§ Stored data
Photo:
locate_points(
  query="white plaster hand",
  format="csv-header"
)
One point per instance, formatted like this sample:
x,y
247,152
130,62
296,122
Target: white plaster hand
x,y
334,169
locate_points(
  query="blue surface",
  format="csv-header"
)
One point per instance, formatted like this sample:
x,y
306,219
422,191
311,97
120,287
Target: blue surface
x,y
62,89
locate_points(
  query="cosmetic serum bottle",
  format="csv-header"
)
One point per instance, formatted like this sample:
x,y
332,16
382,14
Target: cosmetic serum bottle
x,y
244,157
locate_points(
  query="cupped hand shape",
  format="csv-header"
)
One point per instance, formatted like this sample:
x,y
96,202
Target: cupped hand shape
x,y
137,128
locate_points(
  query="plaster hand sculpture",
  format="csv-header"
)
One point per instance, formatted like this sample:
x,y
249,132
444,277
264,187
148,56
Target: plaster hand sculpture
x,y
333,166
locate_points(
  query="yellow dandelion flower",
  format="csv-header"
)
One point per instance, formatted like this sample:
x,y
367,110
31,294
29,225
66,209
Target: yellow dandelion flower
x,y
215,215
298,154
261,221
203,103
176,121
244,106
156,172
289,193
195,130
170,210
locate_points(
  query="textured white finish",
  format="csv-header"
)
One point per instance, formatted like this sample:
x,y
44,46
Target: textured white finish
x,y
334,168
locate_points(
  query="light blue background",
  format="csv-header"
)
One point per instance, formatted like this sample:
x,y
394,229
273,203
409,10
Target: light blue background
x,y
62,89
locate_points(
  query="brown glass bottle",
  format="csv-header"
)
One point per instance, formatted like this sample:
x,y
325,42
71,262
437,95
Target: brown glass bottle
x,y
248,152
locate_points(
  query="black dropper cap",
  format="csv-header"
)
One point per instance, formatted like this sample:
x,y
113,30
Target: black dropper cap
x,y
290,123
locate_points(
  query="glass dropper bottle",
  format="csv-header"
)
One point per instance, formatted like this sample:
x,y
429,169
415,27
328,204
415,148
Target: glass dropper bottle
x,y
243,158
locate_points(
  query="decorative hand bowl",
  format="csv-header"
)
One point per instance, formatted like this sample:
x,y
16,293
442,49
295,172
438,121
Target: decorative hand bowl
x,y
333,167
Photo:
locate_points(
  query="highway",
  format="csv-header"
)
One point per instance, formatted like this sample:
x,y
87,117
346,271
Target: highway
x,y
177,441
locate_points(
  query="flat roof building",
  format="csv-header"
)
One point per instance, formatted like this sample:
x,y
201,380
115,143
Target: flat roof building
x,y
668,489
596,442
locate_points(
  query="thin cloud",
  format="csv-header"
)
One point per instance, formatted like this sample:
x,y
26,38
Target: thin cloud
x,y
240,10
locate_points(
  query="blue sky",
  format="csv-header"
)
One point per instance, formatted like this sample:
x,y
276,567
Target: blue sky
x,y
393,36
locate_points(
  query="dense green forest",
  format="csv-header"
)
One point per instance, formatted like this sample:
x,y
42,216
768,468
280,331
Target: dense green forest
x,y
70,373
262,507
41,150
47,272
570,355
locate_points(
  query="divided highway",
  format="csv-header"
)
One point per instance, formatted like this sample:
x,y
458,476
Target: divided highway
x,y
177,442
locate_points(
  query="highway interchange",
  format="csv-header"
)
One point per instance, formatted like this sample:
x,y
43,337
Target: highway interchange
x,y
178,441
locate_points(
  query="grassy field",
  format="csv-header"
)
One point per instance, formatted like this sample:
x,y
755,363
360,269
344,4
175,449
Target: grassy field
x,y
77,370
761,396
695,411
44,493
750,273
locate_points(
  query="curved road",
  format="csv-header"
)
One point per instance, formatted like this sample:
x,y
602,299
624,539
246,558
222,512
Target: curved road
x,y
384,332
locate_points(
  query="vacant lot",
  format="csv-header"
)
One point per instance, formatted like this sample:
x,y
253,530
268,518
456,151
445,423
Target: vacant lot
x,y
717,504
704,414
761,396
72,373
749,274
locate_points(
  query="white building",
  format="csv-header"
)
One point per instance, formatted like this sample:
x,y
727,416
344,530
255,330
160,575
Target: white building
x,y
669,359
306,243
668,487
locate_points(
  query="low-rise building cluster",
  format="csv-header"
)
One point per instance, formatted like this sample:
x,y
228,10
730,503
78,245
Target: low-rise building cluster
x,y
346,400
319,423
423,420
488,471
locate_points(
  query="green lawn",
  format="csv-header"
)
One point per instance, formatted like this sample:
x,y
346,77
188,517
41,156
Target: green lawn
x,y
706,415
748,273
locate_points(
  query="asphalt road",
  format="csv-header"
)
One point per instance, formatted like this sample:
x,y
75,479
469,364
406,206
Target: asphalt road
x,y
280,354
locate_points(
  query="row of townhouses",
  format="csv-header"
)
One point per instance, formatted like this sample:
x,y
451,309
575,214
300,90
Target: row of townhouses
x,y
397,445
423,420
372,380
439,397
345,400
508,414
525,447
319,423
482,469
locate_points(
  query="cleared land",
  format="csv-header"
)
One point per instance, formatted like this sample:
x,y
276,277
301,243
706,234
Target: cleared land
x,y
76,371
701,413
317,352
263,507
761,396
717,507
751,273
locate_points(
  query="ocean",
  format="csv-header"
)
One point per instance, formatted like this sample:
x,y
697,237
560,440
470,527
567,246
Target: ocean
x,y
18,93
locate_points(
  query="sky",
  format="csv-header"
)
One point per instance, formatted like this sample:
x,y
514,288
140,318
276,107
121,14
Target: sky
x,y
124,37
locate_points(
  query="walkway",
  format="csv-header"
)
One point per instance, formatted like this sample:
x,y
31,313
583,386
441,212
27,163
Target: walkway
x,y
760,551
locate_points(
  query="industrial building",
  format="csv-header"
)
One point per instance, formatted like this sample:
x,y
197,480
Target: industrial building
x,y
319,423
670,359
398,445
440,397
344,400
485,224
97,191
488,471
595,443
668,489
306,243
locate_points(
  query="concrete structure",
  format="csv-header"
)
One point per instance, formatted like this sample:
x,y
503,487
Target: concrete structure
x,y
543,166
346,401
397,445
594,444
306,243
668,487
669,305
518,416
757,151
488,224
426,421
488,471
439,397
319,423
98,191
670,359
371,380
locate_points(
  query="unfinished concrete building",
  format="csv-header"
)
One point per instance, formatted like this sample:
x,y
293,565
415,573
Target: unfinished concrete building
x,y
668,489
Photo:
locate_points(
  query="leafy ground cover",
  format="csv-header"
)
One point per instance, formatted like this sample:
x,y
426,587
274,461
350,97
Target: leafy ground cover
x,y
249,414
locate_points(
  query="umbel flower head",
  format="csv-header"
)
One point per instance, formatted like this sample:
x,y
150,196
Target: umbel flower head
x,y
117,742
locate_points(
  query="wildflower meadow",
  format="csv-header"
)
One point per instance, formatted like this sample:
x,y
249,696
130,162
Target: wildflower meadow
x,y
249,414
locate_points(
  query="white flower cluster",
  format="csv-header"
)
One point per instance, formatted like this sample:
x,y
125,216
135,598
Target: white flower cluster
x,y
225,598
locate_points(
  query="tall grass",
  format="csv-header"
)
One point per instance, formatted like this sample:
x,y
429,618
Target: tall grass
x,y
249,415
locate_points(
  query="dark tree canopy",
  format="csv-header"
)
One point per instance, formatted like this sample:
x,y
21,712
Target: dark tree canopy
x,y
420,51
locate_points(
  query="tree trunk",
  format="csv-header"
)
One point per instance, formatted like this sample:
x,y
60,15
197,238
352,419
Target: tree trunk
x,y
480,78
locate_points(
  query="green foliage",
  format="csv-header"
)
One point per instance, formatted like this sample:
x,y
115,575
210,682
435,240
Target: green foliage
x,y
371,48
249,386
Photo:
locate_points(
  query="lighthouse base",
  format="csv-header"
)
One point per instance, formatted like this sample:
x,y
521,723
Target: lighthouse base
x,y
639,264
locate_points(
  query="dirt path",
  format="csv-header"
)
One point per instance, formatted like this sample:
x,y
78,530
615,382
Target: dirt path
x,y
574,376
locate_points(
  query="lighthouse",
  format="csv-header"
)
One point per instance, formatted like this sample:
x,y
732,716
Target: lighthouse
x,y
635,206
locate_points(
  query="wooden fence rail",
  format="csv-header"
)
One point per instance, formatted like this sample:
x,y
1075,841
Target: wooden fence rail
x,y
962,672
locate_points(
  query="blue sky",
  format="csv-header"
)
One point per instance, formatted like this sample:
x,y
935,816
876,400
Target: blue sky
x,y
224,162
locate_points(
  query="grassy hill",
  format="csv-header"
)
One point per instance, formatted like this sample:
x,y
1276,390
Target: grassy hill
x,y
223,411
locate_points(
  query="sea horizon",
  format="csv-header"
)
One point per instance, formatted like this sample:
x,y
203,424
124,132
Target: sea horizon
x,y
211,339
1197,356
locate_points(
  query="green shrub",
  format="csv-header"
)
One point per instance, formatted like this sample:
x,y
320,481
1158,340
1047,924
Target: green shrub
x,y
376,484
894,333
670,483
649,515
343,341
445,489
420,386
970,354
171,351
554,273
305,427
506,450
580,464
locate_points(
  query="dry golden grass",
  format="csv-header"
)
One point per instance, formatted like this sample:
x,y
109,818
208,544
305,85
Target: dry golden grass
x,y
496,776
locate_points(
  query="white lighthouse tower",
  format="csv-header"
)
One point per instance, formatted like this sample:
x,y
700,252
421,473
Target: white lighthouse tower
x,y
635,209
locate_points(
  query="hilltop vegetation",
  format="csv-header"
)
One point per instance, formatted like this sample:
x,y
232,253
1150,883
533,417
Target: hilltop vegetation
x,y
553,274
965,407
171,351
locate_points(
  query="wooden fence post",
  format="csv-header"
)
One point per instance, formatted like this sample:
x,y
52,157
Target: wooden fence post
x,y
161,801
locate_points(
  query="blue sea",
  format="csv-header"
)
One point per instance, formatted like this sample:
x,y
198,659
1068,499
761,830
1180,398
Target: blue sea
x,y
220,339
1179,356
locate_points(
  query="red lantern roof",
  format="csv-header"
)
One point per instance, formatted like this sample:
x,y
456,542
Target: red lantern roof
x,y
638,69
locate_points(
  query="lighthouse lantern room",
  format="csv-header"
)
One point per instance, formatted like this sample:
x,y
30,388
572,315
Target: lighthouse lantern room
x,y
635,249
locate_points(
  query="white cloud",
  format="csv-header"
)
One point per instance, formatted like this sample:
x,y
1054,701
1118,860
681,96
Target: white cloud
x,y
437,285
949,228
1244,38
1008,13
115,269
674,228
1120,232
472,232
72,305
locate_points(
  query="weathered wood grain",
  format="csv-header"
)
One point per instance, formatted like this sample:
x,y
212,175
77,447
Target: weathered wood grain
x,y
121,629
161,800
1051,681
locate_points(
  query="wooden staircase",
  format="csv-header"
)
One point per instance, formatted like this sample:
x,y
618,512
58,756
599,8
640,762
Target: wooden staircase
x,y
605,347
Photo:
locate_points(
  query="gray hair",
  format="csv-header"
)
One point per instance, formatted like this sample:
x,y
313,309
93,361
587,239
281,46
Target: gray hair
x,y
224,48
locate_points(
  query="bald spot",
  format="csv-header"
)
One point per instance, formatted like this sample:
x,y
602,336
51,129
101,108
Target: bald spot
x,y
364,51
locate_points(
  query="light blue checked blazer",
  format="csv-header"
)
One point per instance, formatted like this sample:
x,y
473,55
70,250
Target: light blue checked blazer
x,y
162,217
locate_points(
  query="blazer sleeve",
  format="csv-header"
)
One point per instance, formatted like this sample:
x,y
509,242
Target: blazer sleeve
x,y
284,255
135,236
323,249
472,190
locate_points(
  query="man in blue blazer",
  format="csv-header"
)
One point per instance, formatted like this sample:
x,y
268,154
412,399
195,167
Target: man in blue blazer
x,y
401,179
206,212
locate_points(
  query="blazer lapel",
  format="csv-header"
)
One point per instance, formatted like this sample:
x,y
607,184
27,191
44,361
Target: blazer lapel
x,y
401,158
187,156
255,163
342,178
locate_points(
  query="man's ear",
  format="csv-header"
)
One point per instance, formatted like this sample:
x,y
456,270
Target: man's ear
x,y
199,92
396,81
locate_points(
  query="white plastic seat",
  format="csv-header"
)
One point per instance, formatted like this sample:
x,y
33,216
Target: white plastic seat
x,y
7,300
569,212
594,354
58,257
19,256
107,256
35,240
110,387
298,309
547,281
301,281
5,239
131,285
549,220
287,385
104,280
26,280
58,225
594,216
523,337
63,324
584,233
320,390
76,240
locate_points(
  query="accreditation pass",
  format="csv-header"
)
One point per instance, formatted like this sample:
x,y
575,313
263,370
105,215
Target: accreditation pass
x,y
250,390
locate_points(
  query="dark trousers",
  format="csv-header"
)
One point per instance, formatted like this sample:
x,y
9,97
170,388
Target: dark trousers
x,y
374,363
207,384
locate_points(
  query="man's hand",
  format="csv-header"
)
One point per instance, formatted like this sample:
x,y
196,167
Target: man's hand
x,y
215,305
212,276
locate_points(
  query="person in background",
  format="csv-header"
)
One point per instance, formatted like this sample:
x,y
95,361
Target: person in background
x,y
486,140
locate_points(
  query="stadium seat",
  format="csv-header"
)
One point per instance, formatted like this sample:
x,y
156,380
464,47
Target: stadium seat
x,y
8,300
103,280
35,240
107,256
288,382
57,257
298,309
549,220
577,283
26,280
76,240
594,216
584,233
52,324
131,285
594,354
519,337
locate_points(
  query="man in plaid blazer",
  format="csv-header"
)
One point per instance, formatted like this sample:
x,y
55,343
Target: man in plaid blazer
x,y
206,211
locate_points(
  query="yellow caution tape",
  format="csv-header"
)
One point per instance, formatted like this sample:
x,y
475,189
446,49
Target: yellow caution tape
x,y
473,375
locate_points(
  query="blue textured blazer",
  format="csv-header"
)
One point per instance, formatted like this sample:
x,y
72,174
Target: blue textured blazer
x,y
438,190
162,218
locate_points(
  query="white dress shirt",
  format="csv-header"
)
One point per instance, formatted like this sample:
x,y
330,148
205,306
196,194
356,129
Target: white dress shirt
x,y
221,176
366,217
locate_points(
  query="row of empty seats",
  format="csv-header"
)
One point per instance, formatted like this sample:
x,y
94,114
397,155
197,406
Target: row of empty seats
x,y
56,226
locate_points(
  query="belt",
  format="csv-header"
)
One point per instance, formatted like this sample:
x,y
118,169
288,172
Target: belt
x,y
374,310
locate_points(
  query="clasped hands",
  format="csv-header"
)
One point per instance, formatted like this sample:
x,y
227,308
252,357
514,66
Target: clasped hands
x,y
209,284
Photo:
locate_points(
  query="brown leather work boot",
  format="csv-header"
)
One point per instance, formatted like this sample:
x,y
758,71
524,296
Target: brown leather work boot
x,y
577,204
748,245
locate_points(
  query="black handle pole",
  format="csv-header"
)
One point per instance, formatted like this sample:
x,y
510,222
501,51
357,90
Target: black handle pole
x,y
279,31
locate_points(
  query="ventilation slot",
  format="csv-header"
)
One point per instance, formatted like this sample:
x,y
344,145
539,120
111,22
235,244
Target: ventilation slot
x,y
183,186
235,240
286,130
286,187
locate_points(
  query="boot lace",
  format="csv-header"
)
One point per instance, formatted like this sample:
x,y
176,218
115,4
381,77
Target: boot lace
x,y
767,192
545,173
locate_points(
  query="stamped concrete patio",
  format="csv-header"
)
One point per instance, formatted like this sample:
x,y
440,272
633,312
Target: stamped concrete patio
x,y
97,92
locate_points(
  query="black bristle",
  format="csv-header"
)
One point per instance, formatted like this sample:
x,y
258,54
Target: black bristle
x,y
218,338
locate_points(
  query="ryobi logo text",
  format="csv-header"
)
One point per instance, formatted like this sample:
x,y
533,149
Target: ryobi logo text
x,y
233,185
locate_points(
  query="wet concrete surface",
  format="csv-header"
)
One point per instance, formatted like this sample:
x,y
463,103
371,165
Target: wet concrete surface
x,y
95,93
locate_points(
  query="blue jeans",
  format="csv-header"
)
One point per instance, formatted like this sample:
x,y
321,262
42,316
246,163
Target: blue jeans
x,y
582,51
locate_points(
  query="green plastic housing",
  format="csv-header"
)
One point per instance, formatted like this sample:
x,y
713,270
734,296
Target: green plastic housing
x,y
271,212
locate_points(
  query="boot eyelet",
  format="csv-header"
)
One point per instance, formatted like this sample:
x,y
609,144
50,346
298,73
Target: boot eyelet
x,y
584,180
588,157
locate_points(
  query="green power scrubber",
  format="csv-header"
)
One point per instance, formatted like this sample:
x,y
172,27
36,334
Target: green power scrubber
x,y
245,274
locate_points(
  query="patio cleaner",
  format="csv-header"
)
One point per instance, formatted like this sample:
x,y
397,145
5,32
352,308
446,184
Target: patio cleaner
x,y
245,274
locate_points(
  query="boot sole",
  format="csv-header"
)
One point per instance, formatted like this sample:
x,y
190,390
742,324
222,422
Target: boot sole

§ Aim
Collect every line in the records above that contains the string "field", copying each line in full. Case counts.

§ Answer for the task
  query="grassy field",
Target: grassy field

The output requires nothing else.